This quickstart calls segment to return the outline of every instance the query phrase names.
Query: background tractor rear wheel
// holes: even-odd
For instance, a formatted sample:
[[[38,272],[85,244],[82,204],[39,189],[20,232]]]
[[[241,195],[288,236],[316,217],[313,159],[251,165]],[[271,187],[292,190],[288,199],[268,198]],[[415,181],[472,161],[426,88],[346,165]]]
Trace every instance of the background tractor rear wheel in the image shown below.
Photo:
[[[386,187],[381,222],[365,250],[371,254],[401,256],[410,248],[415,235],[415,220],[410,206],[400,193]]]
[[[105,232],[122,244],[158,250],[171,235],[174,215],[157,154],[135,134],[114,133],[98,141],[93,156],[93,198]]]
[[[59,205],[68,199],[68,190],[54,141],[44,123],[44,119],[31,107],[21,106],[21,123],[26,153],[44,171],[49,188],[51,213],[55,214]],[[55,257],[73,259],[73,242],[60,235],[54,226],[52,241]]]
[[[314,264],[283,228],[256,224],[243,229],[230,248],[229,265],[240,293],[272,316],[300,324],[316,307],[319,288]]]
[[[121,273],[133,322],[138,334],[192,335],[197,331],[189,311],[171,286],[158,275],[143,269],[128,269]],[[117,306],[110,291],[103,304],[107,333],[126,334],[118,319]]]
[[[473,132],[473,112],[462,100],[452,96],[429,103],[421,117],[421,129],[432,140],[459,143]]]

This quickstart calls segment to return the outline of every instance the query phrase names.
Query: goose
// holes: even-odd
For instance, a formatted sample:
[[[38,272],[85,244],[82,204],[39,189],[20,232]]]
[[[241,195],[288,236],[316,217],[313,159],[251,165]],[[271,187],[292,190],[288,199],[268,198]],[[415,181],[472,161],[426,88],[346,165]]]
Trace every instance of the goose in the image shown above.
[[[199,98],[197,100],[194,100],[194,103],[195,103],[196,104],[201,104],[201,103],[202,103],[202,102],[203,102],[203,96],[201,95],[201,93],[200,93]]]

....................

Exercise: Retype all the material above precisely, with no line left out.

Right answer:
This quickstart calls segment to return the outline of every instance the query phrase names.
Query: background tractor rear wheel
// holes: even-odd
For instance, a formatted sample:
[[[38,272],[85,244],[82,204],[39,189],[20,232]]]
[[[241,195],[288,236],[316,217],[313,159],[251,165]],[[271,187],[292,190],[288,199],[268,198]],[[415,181],[472,161],[426,88],[346,165]]]
Trace every instance of the background tractor rear wheel in the image shown below.
Photo:
[[[386,187],[381,222],[365,250],[371,254],[401,256],[410,248],[415,235],[415,220],[410,206],[400,193]]]
[[[105,232],[122,244],[158,250],[171,235],[174,215],[157,154],[135,134],[114,133],[98,141],[93,156],[93,198]]]
[[[59,205],[68,199],[68,190],[54,141],[44,123],[44,119],[31,107],[21,106],[21,123],[26,153],[44,171],[49,188],[51,213],[55,214]],[[55,257],[73,259],[73,242],[60,235],[54,226],[52,241]]]
[[[314,264],[283,228],[256,224],[243,229],[230,248],[229,265],[240,293],[272,316],[300,324],[316,307],[319,288]]]
[[[121,273],[133,322],[138,334],[192,335],[197,331],[189,311],[171,286],[158,275],[143,269],[128,269]],[[117,306],[110,291],[103,304],[107,333],[126,334],[118,319]]]
[[[473,132],[473,112],[462,100],[452,96],[429,103],[421,117],[421,129],[432,140],[459,143]]]

This quickstart calls segment to return the outline of every instance the query phrase names.
Query: goose
// holes: even-odd
For instance, a formatted sample:
[[[38,272],[85,244],[82,204],[39,189],[20,232]]]
[[[241,195],[288,236],[316,217],[313,159],[251,165]],[[271,187],[292,190],[288,199],[268,198]],[[415,181],[472,161],[426,88],[346,165]]]
Trace every instance of the goose in the image shown above.
[[[199,98],[197,100],[194,100],[194,103],[195,103],[196,104],[201,104],[201,103],[202,103],[202,102],[203,102],[203,96],[201,95],[201,93],[200,93]]]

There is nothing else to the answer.